RECORD EXCERPTS –
• • • • •
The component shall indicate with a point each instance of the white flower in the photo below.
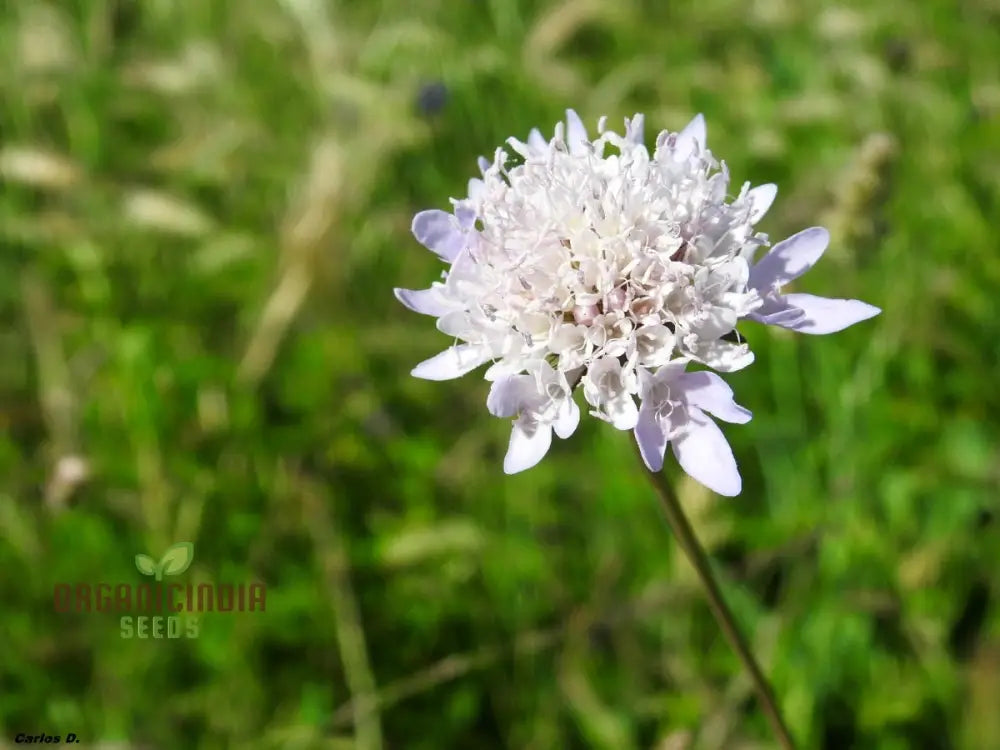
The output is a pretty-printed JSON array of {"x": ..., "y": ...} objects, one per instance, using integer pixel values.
[
  {"x": 594, "y": 263},
  {"x": 674, "y": 406},
  {"x": 542, "y": 402}
]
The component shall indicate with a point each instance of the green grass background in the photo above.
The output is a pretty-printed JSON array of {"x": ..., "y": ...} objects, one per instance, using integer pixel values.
[{"x": 204, "y": 206}]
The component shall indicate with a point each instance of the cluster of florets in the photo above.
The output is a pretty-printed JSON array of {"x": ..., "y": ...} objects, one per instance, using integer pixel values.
[{"x": 593, "y": 265}]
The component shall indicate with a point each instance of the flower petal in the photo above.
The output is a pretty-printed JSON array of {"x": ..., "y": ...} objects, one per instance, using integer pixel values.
[
  {"x": 438, "y": 231},
  {"x": 567, "y": 419},
  {"x": 576, "y": 133},
  {"x": 692, "y": 138},
  {"x": 452, "y": 363},
  {"x": 623, "y": 412},
  {"x": 634, "y": 129},
  {"x": 424, "y": 301},
  {"x": 761, "y": 198},
  {"x": 724, "y": 356},
  {"x": 789, "y": 259},
  {"x": 826, "y": 315},
  {"x": 526, "y": 448},
  {"x": 508, "y": 395},
  {"x": 650, "y": 438},
  {"x": 709, "y": 392},
  {"x": 703, "y": 452}
]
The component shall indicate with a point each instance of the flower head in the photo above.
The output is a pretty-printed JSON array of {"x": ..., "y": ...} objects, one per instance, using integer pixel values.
[{"x": 593, "y": 263}]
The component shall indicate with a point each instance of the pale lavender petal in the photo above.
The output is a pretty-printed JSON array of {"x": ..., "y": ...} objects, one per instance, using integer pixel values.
[
  {"x": 724, "y": 356},
  {"x": 424, "y": 301},
  {"x": 439, "y": 231},
  {"x": 650, "y": 438},
  {"x": 634, "y": 129},
  {"x": 526, "y": 448},
  {"x": 776, "y": 311},
  {"x": 567, "y": 419},
  {"x": 508, "y": 394},
  {"x": 761, "y": 198},
  {"x": 692, "y": 138},
  {"x": 709, "y": 392},
  {"x": 825, "y": 315},
  {"x": 789, "y": 259},
  {"x": 537, "y": 141},
  {"x": 576, "y": 133},
  {"x": 624, "y": 413},
  {"x": 452, "y": 363},
  {"x": 703, "y": 452}
]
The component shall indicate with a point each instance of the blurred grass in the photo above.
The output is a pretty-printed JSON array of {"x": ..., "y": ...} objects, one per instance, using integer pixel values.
[{"x": 203, "y": 209}]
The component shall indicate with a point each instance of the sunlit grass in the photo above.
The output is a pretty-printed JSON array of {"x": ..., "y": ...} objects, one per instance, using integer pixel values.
[{"x": 203, "y": 210}]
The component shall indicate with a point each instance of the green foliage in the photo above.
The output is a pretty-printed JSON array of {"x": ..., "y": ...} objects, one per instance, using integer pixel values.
[{"x": 204, "y": 207}]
• • • • •
WHAT TO DO –
Reproduce all of the records above word for word, leaving out the pictures.

EXERCISE OUTPUT –
The component shall indicate with a point each instance of the white flower in the photo below.
The output is a pretty-printed JSON array of {"x": ..., "y": ...} objects, one per instance, using integer pixel values.
[
  {"x": 594, "y": 263},
  {"x": 674, "y": 406},
  {"x": 542, "y": 402}
]
The component shall indicate with a point each instance of the green grass background in the photo above.
The output is a pretty-printed JSON array of {"x": ..., "y": ...} objects, one per instance, using integer pixel values.
[{"x": 204, "y": 206}]
The component shall indicate with a point each instance of the cluster of florets in the photo above.
The output is a pretty-printed JSON array of {"x": ..., "y": ...} objects, one per instance, using integer pixel values.
[{"x": 593, "y": 265}]
The component shall indicate with a point each instance of the flower petal in the photo above.
The output is a pretty-printed JSON array of {"x": ..., "y": ...} objects, one per instance, using integer pixel values.
[
  {"x": 438, "y": 231},
  {"x": 567, "y": 419},
  {"x": 576, "y": 133},
  {"x": 692, "y": 138},
  {"x": 452, "y": 363},
  {"x": 623, "y": 412},
  {"x": 634, "y": 129},
  {"x": 424, "y": 301},
  {"x": 761, "y": 198},
  {"x": 724, "y": 356},
  {"x": 789, "y": 259},
  {"x": 826, "y": 315},
  {"x": 526, "y": 448},
  {"x": 508, "y": 395},
  {"x": 650, "y": 438},
  {"x": 709, "y": 392},
  {"x": 703, "y": 452}
]
The component shall indicate with a point each instance of the flower head in the photo above.
The output is a pretty-printed JSON array of {"x": ..., "y": ...} objects, one per instance, using integer pixel values.
[{"x": 593, "y": 263}]
The component shall indicate with a point each instance of the pale lavender petal in the photo above.
The output is a pretty-printed JSON array of {"x": ..., "y": ...} objects, one per instance, using integer pixel values.
[
  {"x": 724, "y": 356},
  {"x": 424, "y": 301},
  {"x": 439, "y": 231},
  {"x": 650, "y": 438},
  {"x": 634, "y": 129},
  {"x": 526, "y": 448},
  {"x": 776, "y": 311},
  {"x": 567, "y": 419},
  {"x": 508, "y": 394},
  {"x": 761, "y": 198},
  {"x": 692, "y": 138},
  {"x": 709, "y": 392},
  {"x": 825, "y": 315},
  {"x": 789, "y": 259},
  {"x": 537, "y": 141},
  {"x": 576, "y": 133},
  {"x": 624, "y": 413},
  {"x": 452, "y": 363},
  {"x": 703, "y": 452}
]
The component shall indicate with a point each instance of the blurred grass in the photo above.
The output is a pretty-printed JSON array of {"x": ..., "y": ...} objects, one per instance, using integer pixel values.
[{"x": 203, "y": 209}]
The component shall indicate with a point each instance of the sunlit grass in the photo above.
The output is a pretty-printed JSON array of {"x": ..., "y": ...} objects, one per instance, using integer pixel values.
[{"x": 203, "y": 210}]
The component shall indicate with a point each instance of the green foliage in the photo above.
The output is a pretty-printed JSON array of {"x": ..., "y": ...} objects, one per instance, using integer pixel values.
[{"x": 204, "y": 207}]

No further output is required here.